**Exercise brief**
Below are records; count the lines that hold the string "countertop" and give only the count.

==================================================

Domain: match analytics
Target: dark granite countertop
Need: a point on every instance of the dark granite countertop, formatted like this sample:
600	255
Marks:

==================================================

**Task answer**
2